── Seitenauszug ──

Nachdem Istanbuls Bürgermeister Ekrem İmamoğlu und nahezu sein gesamtes Team festgenommen wurden, richtet sich der Blick der Behörden jetzt auf Journalistinnen und Journalisten. Einige bekannte Stimmen werden beschuldigt, regelmäßig Geld von der Stadtverwaltung erhalten zu haben. Die Staatsanwaltschaft verweist auf Aussagen von Kronzeugen und auf Telefonverbindungsdaten. In der Türkei tauchen solche Vorwürfe meist zuerst in regierungsnahen Medien auf – was oft ein sicheres Zeichen dafür ist, dass am nächsten Tag die Polizei vor der Tür steht. So auch diesmal: In der Akşam Gazetesi wurde unter der Schlagzeile „İmamoğlus Medien GmbH“ erstmals Ruşens Name genannt. Zehn bekannte Journalistinnen und Journalisten sollen laut Bericht in ständigem telefonischen Kontakt mit einem städtischen Beamten gestanden haben. Bei Ruşen hieß es, er habe sich elf Mal zur selben Uhrzeit und am selben Ort mit dieser Person getroffen – abends.
Ruşen reagierte umgehend mit einer Livesendung. Er habe den genannten Beamten noch nie gehört, gehe abends nach der Arbeit nach Hause und treffe sich mit niemandem, erklärte er. Aber was ist mit den Telefonverbindungsdaten? Mit dieser Frage im Kopf ging Ruşen letzten Sonntag ins Stadion, zu einem Spiel seines Vereins Galatasaray – und plötzlich dämmerte ihm, was passiert war: Die Polizei hatte keine abgehörten Gespräche, sondern lediglich sogenannte HTS (Historical Traffici Search)-Daten – also Verbindungsnachweise, die zeigen, dass zwei Mobiltelefone zur selben Zeit am selben Ort eingeloggt sind. Bei näherer Recherche stellte sich heraus: Die Person, mit der er angeblich regelmäßig in Kontakt stand, war wie er Galatasaray-Fan – und zur selben Zeit am selben Ort: im Stadion. Offenbar hatte die Polizei Erkenntnisse, dass beide Mobiltelefone bei denselben Spielen im selben Stadion eingeloggt waren – und das als geheime Treffen gewertet. Ruşen trat nach dem Spiel sofort vor die Kamera und erklärte: „Schaut euch einfach den Spielplan an – dann versteht ihr’s.“
Auch die anderen betroffenen Journalistinnen und Journalisten wiesen die Vorwürfe entschieden zurück. Ruşen beendete seine Sendung mit den Worten: „Angeblich steht morgen früh bei Sonnenaufgang eine Operation bevor. Wenn ich verhaftet werde, gehe ich mit Würde ins Gefängnis.“
Ein „ganz gewöhnliches“ Beispiel dafür, wie Journalismus in der Türkei heute überhaupt noch möglich ist…
Ruşen ist noch auf freiem Fuß – doch die Sorge vor einem Klopfen im Morgengrauen ist für viele Journalistinnen und Journalisten längst zu einer realen Bedrohung geworden.

───
── Einträge im Datensatz ──

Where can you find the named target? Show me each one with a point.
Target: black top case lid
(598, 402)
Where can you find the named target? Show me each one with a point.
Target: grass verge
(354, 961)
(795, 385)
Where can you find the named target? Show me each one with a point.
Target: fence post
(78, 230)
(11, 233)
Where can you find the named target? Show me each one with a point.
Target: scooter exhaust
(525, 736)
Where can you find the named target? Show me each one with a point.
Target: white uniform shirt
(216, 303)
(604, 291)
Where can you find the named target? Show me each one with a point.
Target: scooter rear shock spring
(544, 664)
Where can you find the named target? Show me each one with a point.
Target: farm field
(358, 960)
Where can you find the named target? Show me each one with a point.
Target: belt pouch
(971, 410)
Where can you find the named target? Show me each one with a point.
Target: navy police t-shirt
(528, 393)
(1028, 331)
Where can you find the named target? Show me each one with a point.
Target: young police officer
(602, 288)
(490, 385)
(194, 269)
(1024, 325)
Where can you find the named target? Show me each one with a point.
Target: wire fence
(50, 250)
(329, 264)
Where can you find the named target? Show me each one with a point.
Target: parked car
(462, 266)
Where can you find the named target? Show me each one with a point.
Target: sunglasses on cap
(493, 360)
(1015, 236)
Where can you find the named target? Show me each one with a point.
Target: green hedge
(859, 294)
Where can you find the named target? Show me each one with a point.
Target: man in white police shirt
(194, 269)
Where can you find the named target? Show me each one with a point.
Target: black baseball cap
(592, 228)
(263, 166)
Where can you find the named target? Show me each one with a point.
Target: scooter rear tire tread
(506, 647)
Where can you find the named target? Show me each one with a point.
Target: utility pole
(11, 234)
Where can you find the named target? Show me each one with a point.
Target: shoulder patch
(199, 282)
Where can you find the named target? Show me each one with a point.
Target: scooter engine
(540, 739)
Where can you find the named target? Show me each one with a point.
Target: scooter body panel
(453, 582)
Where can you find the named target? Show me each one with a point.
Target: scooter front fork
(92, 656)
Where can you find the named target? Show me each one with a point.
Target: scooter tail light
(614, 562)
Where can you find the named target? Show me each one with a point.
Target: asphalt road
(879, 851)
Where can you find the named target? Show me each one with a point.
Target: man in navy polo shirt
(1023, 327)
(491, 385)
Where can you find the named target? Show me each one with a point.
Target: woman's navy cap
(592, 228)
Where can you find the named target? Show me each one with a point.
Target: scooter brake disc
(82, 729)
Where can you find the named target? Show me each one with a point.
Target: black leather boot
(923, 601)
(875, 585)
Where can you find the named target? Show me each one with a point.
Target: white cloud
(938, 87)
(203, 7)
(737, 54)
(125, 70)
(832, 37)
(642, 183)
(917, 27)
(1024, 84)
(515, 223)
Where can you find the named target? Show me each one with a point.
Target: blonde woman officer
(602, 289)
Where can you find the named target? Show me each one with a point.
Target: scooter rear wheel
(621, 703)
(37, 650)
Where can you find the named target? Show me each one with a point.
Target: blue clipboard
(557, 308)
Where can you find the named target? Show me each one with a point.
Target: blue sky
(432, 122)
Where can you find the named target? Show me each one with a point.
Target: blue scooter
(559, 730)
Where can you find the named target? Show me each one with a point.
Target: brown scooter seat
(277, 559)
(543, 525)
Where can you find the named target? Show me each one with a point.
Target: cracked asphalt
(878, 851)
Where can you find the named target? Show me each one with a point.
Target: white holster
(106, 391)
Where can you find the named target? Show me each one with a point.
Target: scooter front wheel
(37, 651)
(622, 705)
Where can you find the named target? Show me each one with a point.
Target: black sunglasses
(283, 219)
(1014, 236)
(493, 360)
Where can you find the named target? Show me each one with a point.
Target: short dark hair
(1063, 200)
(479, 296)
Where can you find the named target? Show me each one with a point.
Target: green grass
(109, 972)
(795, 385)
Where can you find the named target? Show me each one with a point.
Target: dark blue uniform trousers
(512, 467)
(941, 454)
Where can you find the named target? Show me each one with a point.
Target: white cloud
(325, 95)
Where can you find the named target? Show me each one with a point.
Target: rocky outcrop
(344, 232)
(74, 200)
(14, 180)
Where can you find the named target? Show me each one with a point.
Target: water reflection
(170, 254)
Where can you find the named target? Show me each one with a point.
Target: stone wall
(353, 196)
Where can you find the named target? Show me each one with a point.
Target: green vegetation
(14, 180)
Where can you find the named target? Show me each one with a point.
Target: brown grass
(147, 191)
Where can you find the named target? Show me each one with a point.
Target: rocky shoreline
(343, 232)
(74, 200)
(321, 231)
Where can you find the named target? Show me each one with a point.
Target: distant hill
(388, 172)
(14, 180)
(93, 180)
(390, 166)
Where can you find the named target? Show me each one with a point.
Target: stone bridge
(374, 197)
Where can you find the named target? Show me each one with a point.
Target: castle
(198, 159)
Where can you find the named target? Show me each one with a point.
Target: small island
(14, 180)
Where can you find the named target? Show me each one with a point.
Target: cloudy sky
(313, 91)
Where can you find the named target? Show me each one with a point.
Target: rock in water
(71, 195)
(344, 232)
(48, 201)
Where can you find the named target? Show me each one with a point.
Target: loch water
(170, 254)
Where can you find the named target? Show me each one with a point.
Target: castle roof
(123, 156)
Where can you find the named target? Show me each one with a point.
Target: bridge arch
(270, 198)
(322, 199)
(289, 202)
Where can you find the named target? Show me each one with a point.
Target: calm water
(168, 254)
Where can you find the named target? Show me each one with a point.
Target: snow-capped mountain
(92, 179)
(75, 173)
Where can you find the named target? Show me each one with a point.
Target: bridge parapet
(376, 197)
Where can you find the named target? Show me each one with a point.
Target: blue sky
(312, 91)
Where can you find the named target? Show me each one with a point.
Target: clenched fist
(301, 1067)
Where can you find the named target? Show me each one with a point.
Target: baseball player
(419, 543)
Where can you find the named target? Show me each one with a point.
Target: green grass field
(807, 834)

───

*Aufgabe:* In welcher Zeitung wurde laut dem Seitenauszug Ruşens Name zum ersten Mal genannt? Die Auflistung spielt hierbei keine Rolle.

*Lösung:* In der Akşam Gazetesi.